> WORK TO COMPLETE: Return the records that follow, matching each one exactly.

[begin EXERCISE DATA]

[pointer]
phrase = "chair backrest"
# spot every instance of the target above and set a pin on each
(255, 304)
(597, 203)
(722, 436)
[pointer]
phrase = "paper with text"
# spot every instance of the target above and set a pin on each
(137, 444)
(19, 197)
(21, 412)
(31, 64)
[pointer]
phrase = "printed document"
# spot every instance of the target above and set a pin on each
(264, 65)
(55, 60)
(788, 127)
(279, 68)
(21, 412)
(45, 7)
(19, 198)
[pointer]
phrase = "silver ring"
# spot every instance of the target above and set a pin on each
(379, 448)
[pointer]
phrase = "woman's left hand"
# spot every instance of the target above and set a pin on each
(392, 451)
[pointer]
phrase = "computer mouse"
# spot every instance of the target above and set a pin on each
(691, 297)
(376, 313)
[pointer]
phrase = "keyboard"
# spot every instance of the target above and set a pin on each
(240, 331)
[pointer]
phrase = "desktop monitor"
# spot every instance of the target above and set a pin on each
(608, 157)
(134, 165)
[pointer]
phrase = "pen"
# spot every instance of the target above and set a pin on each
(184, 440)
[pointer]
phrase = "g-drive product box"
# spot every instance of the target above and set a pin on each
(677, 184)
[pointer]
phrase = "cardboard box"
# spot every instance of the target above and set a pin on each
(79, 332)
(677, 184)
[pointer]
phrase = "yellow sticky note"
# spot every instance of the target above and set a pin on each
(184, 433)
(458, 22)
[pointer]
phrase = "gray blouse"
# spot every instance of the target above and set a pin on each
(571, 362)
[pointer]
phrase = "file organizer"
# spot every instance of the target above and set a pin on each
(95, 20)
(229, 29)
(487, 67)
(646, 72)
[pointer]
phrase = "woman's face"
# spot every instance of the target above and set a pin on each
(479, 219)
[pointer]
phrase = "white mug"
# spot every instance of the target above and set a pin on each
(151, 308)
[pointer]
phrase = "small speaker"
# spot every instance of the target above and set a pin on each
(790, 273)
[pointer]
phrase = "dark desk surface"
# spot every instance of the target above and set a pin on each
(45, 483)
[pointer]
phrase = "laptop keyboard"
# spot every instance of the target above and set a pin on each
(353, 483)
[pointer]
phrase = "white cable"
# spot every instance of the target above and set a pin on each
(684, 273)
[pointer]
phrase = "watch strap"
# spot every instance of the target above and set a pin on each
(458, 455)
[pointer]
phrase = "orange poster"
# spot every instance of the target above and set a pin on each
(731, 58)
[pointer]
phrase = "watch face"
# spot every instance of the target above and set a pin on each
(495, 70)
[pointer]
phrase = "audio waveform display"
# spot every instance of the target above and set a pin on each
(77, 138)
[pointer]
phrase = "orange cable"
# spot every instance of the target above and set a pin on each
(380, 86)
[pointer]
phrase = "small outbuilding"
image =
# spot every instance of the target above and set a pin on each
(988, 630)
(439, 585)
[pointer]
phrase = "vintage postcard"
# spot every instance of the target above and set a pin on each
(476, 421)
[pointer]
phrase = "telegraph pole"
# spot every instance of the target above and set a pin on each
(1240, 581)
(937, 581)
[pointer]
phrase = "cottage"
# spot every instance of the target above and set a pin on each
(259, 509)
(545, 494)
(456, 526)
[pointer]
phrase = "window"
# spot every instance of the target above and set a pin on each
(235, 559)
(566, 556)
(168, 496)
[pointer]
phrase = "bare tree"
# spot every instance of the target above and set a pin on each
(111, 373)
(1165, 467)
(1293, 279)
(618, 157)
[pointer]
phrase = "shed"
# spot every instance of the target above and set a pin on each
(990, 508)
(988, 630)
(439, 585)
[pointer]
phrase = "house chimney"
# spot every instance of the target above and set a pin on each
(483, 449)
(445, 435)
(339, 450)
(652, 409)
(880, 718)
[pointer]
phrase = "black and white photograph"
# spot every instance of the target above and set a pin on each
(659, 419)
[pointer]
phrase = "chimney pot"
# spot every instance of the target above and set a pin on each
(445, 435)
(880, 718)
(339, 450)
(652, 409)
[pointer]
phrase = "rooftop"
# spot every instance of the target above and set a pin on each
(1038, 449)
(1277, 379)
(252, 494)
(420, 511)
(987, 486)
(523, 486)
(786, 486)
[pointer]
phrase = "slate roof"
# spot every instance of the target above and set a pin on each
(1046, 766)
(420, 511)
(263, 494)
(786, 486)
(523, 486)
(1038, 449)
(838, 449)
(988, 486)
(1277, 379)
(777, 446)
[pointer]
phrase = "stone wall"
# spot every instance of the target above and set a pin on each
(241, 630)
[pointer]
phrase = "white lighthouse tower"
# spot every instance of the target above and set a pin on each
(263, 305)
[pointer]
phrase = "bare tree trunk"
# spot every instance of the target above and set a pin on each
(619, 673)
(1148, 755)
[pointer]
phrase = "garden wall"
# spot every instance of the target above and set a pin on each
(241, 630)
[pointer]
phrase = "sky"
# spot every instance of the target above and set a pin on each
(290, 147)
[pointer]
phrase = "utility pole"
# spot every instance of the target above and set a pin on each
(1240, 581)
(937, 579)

[end EXERCISE DATA]

> RESPONSE TO THE TASK:
[pointer]
phrase = "chair backrest"
# spot every instance of the target above and set a pin on each
(255, 304)
(597, 203)
(722, 436)
[pointer]
phrase = "paper with text"
# spot every instance of the target above and set a pin on each
(137, 444)
(19, 197)
(21, 412)
(31, 64)
[pointer]
phrase = "printed document"
# spot every instance of the target above and set a pin on each
(264, 65)
(55, 60)
(788, 127)
(279, 68)
(21, 412)
(45, 7)
(19, 198)
[pointer]
phrase = "silver ring"
# spot every instance of the target above and set a pin on each
(379, 448)
[pointer]
phrase = "woman's left hand"
# spot every instance of the target above and set a pin on each
(392, 451)
[pointer]
phrase = "computer mouse"
# spot every instance of the target above and set a pin on each
(691, 297)
(376, 313)
[pointer]
phrase = "keyboard"
# spot every instance of the target above and set a pin on each
(240, 331)
[pointer]
phrase = "desktop monitor"
# spot every instance of the target above and set a pin on each
(608, 157)
(134, 165)
[pointer]
phrase = "pen"
# spot every instance of the target above and set a pin on each
(184, 440)
[pointer]
phrase = "g-drive product box"
# spot every instance of the target above and set a pin on each
(677, 184)
[pointer]
phrase = "cardboard box"
# spot every instance of the target above and set a pin on each
(79, 332)
(677, 184)
[pointer]
phrase = "yellow sticky note"
# spot every instance of the target above and set a pin on each
(184, 433)
(458, 22)
[pointer]
phrase = "gray blouse"
# spot every instance of the target above and set a pin on each
(571, 362)
[pointer]
phrase = "file organizer"
# spot every instance of the target above and set a pin on each
(95, 20)
(229, 29)
(487, 67)
(646, 72)
[pointer]
phrase = "woman's face"
# spot every instance of the target above and set a pin on each
(479, 219)
[pointer]
phrase = "white mug"
# spot every instance of the target above and set a pin on each
(151, 308)
[pointer]
phrase = "small speaker"
# spot every instance of the target above and set a pin on each
(790, 273)
[pointer]
phrase = "dark desk surface"
# spot every instance of the target above and set a pin on each
(45, 483)
[pointer]
phrase = "laptop keyboard"
# spot every instance of the target above and set a pin on each
(353, 483)
[pointer]
phrase = "white cable"
# spot every instance of the target above and set a pin on each
(684, 273)
[pointer]
phrase = "watch strap"
# spot every instance of the target above and set a pin on each
(458, 455)
[pointer]
phrase = "orange poster"
# spot every instance of the target above and set a pin on each
(731, 58)
[pointer]
phrase = "watch face"
# spot every instance of the target above and set a pin on each
(495, 70)
[pointer]
phrase = "audio waveform display"
# spot every instance of the target above and set a pin on each
(77, 138)
[pointer]
phrase = "orange cable"
# spot every instance of the target above and set a pin on each
(380, 86)
[pointer]
phrase = "small outbuilding"
image =
# spot every instance of the target above and set a pin on each
(988, 630)
(439, 585)
[pointer]
phrase = "vintage postcard"
# spot every instance of the target above and set a pin on each
(476, 421)
[pointer]
phrase = "telegraph pole"
# spot every instance of the target above and set a pin on each
(1240, 581)
(937, 581)
[pointer]
phrase = "cottage"
# spot every instance of the target above and set a pin on each
(259, 509)
(545, 494)
(456, 526)
[pointer]
phrase = "window"
# spot every instance of the target above and set a pin on each
(235, 559)
(566, 556)
(168, 496)
[pointer]
phrase = "bare tree"
# spot every instance of the target above and set a pin on each
(111, 373)
(1165, 467)
(1293, 279)
(618, 157)
[pointer]
phrase = "shed"
# spot every instance of the target above and set a pin on each
(990, 508)
(988, 630)
(439, 585)
[pointer]
phrase = "house chimney"
# spot every instance of the target above and set a pin on each
(483, 449)
(445, 435)
(339, 450)
(652, 409)
(880, 718)
[pointer]
phrase = "black and white photograph"
# spot every instance of the target above and set a pin on each
(659, 419)
[pointer]
phrase = "chimney pot"
# spot every instance of the target above and set a pin on each
(445, 435)
(880, 718)
(339, 450)
(652, 409)
[pointer]
phrase = "rooftop"
# spot every instance of the target above and set a pin on each
(1038, 449)
(1277, 379)
(252, 494)
(420, 511)
(987, 486)
(523, 486)
(786, 486)
[pointer]
phrase = "slate roof"
# spot every instance of the target above and set a pin on each
(1046, 766)
(420, 511)
(263, 494)
(786, 486)
(523, 486)
(1038, 449)
(838, 449)
(988, 486)
(1277, 379)
(777, 446)
[pointer]
phrase = "stone wall"
# spot every instance of the target above and set a pin on each
(241, 630)
[pointer]
phrase = "white lighthouse tower"
# spot every instance of the target above and set a pin on each
(263, 305)
[pointer]
phrase = "bare tree trunk"
# spot every instance of the target above and set a pin on each
(619, 673)
(1148, 755)
[pointer]
phrase = "garden wall"
# spot every instance of the target above and set a pin on each
(241, 630)
[pointer]
phrase = "sky"
# spot every instance of the target above and set a pin on each
(290, 147)
[pointer]
phrase = "utility pole"
# spot every instance of the target above and set a pin on each
(1240, 581)
(937, 579)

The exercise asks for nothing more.